* [The problem]:
Go through the records and give each one again exactly.

* [Recorded information]:
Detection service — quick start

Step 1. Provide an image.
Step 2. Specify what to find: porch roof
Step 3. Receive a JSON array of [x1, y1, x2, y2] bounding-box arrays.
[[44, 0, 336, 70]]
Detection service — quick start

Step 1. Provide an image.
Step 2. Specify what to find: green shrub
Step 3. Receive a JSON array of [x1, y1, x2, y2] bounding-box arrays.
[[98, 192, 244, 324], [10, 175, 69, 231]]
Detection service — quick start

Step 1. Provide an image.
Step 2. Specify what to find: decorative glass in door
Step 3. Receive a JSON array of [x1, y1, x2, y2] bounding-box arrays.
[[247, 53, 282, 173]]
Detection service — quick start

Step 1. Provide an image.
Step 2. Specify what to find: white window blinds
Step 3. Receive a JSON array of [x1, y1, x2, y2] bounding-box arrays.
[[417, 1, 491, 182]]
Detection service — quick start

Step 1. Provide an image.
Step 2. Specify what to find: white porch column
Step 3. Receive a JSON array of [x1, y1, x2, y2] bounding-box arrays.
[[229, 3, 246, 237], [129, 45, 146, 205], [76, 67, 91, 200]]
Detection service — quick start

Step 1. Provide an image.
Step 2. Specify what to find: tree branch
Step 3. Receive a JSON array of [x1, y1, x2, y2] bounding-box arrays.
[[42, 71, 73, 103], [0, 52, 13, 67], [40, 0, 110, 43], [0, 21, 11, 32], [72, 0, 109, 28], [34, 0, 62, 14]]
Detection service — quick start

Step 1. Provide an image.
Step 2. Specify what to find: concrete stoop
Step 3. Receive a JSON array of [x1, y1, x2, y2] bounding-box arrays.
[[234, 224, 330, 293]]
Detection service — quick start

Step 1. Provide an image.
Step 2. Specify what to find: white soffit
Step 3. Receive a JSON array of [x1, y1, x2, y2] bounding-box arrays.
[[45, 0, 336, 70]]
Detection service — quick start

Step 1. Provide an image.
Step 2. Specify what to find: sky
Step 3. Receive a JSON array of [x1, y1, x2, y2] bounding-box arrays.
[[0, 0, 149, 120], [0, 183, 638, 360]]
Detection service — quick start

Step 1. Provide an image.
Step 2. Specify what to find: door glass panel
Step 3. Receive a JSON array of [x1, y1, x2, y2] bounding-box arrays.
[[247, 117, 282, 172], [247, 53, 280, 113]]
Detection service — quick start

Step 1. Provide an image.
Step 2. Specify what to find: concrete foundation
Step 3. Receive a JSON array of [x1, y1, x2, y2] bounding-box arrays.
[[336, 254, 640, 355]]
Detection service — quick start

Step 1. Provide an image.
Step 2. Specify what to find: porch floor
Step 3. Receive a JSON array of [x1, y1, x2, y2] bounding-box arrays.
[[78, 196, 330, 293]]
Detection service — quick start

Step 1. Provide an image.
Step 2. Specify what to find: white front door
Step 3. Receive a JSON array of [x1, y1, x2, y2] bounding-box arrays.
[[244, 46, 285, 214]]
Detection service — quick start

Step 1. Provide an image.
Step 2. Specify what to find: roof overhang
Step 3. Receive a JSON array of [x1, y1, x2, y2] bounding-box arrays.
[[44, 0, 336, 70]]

* [Expected output]:
Detection service — quick start

Step 1. Provide an image.
Step 2. Specify what to find: porch roof
Step 3. Receive a JSON array of [x1, y1, x2, y2] bounding-box arrays.
[[44, 0, 336, 70]]
Detection service — quick start

Step 1. Provide an image.
Step 2. Specify what to find: green shrub
Step 3. Receive a JSON array of [x1, y1, x2, y2] bounding-box arrays.
[[98, 192, 244, 324], [10, 175, 69, 231]]
Detection service — quick start

Step 1. Provide an image.
Step 2. Specify what to find: decorative glass in door
Step 3. Receive a JSON array of [x1, y1, x2, y2] bounding-box arrays.
[[247, 53, 282, 173]]
Detection service — quick start

Step 1. Provide an image.
Step 2. Specify what to find: white window blinds
Step 3. Receive a JSON array of [x1, y1, x2, y2] bounding-box arrays.
[[417, 1, 491, 182]]
Detection service — quick start

Step 1. Provide an image.
Step 2. Specify what to find: white porch column
Step 3. Receive a JSON array of [x1, y1, x2, y2] bounding-box arrays.
[[229, 3, 246, 237], [129, 45, 146, 205], [76, 67, 91, 200]]
Detection service — quick start

Step 1. Provide an image.
Step 2. Specify what to find: tree branch
Step 3. Receive a JSON array of [x1, y1, x2, y2] bounding-box arrays.
[[42, 71, 73, 103], [0, 52, 13, 67], [40, 0, 110, 43], [0, 21, 11, 32], [72, 0, 109, 28], [34, 0, 62, 14]]
Detection service — quick start

Step 1. Provide an image.
Step 2. Specify what to find: concrete stoop
Step 3. Receive a JSON array of [x1, y1, x2, y2] bounding-box arrays.
[[234, 224, 330, 293]]
Detection service — quick start

Step 1. Provide an image.
Step 2. Specify what to find: white soffit
Step 3. Receive a JSON array of [x1, y1, x2, y2] bounding-box arrays.
[[45, 0, 336, 70]]
Detection service — quick start

Step 1. Provide an image.
Step 2. Specify what to find: sky
Step 3. Receive a JSON array of [x1, y1, x2, y2] bounding-box arrays.
[[0, 0, 149, 120], [0, 183, 638, 360]]
Detection service — quick start

Step 1. Provide an image.
Step 2. Specify what to find: door glass panel
Step 3. Receive a JSON array of [x1, y1, x2, y2] bounding-box arrays.
[[247, 117, 282, 172], [247, 53, 280, 113]]
Detection service — quick start

Step 1. Provide an image.
Step 2. Specify what to find: concrete foundation
Step 3. Receive a JSON array of [x1, y1, x2, y2] bounding-box arrays.
[[336, 254, 640, 355]]
Detection service — quick start

Step 1. Provide an image.
Step 2. Specify what to find: porch floor
Step 3. Receive a JSON array of [x1, y1, x2, y2] bounding-box arrays.
[[78, 196, 330, 293]]
Detection service — quick start

Step 1. Provide an image.
Step 2. Specify what to find: white front door
Step 3. Receive a JSON array of [x1, y1, x2, y2] bounding-box arrays.
[[244, 46, 285, 214]]
Detection service — quick start

Step 1. Provide an image.
Step 2. Specify what to find: roof overhang
Step 3. Receive a JSON array of [x1, y1, x2, y2] bounding-box arrays.
[[44, 0, 336, 70]]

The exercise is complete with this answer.